(Object pointing dataset rows)
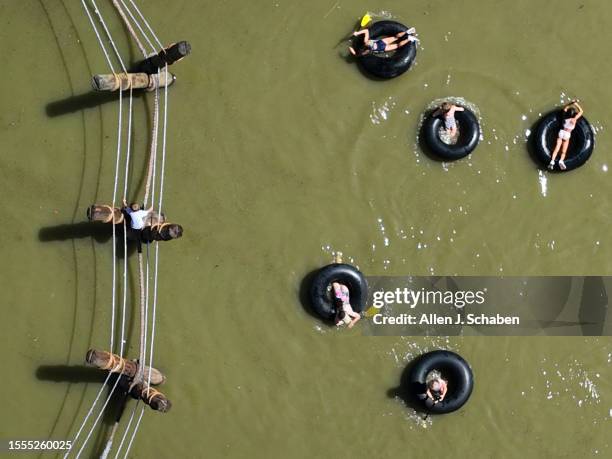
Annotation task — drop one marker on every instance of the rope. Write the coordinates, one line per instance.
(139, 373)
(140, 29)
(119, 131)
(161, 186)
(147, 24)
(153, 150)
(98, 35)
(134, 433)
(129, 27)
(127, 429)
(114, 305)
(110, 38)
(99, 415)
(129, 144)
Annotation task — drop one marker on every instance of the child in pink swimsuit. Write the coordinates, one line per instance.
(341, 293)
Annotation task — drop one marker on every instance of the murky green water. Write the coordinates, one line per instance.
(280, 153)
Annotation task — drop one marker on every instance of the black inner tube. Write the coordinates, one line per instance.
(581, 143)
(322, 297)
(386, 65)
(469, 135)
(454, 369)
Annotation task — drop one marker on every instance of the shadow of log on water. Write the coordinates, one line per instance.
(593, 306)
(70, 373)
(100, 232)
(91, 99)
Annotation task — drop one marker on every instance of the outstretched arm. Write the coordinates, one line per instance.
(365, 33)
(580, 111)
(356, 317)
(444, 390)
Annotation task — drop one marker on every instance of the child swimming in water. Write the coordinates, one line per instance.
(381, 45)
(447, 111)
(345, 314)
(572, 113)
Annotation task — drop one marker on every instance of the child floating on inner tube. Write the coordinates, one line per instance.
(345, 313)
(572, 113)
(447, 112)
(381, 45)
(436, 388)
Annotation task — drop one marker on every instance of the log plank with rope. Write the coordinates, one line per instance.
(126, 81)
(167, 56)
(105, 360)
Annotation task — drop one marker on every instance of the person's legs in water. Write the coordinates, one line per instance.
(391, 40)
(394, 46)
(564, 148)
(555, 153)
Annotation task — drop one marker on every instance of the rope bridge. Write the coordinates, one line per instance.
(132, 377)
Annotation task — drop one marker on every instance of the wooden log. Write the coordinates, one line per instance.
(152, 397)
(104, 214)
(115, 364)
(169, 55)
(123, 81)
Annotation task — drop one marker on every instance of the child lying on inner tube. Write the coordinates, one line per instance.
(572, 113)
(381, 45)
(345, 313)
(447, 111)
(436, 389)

==

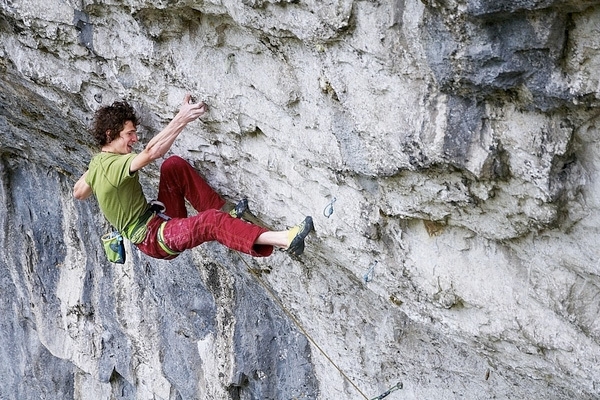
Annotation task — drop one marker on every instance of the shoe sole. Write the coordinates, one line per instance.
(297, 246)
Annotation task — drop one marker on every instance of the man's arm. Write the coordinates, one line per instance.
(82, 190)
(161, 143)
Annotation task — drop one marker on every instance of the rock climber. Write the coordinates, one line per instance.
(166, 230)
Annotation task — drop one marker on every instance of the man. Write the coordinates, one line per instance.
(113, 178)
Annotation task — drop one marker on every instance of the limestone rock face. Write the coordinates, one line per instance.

» WRITTEN TASK: Rewrite the rows from the line with "man. Write the coordinates, one line per instance." up to and including the line with "face. Write the coordinates, one line per instance.", keeping the requests unchanged but raising every coordinate in the answers by 39.

» ANSWER IN FULL:
Annotation task — drop one marker on every instance of the man. Write the coordinates, one line per instance.
(152, 217)
Annotation task — drop one marker on every instance of the limestone rock face. Write the coordinates, one line per instance.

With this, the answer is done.